'''

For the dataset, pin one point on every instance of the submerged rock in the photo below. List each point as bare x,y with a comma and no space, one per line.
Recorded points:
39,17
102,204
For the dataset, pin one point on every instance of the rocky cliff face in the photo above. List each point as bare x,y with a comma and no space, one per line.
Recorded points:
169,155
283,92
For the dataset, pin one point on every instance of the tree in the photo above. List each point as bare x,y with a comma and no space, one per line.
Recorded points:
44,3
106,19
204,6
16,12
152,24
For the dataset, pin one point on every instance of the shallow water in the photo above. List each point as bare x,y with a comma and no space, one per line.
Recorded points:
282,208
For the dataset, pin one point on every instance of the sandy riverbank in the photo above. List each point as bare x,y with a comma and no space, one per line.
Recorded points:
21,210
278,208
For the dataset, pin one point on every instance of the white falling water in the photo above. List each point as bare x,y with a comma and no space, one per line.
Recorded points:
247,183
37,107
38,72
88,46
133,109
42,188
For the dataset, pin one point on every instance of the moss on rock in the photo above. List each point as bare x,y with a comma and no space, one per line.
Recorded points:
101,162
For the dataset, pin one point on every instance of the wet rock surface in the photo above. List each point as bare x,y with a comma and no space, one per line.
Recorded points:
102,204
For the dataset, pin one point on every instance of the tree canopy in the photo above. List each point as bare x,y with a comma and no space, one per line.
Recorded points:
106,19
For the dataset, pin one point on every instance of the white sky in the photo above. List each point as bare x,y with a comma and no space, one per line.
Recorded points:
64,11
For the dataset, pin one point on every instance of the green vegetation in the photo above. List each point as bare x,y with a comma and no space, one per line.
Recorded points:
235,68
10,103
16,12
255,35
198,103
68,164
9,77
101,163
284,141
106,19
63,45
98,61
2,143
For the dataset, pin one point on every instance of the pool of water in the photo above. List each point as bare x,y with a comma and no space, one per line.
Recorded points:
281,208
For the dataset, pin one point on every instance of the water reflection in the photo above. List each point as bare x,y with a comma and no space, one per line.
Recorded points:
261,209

'''

WHAT YOU WILL DO | If a line in the data above contains "white", return that line.

ANSWER SECTION |
For the dataset, pin one point on every instance of the white falling water in the photo above. List each point as bare x,y with a comma and no space, one per line.
For the dataset, pin one point on every instance of the white sky in the photo above. List each point as bare x,y with a comma and no space, one per line.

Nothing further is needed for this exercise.